WRITTEN TASK:
Locate each line below that contains the string "Target", and copy every such line.

* Start DATA TO USE *

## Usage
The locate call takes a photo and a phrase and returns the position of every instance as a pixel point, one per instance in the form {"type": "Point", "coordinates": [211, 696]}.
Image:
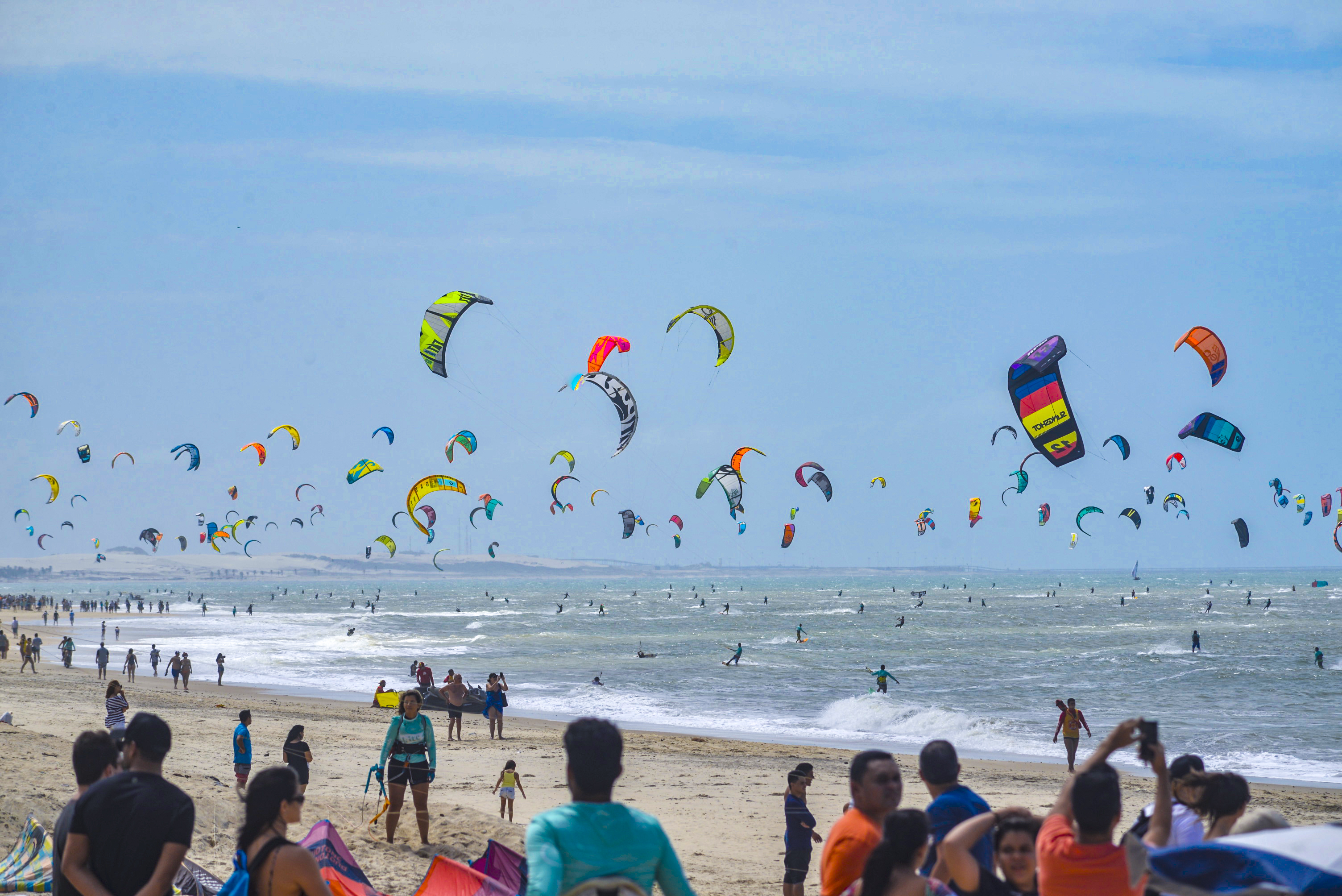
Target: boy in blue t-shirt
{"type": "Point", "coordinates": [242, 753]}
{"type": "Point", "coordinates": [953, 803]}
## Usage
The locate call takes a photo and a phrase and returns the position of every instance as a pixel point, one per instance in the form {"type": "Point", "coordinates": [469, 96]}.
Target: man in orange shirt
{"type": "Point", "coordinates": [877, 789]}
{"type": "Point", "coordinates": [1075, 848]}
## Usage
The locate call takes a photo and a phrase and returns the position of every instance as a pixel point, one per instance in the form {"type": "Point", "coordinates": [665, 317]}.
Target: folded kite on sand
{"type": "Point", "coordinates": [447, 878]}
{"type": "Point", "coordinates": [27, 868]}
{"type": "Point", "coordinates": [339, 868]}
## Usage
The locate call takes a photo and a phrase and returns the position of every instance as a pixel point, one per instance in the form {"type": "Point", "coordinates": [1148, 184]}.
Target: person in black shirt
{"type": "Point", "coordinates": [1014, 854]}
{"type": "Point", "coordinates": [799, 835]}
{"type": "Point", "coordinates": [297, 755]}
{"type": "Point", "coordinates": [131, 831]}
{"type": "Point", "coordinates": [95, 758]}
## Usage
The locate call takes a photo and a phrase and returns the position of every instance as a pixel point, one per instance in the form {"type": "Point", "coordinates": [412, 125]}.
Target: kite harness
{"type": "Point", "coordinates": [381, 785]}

* End DATA TO USE *
* Start DATA TO USE *

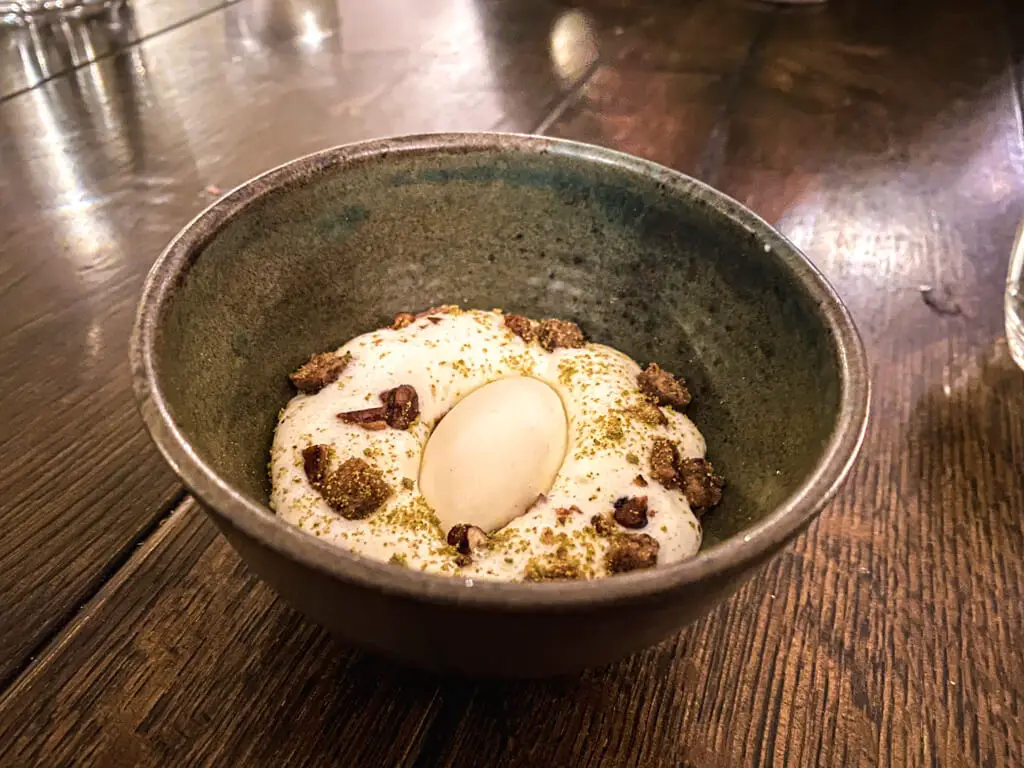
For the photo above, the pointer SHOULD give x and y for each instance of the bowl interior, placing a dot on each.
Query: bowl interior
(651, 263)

* End DATA TO USE *

SOLUTION FOR THIS TASK:
Target: boy in blue t-shirt
Target: man in orange shirt
Target: folded kite on sand
Target: person in black shirt
Target: kite harness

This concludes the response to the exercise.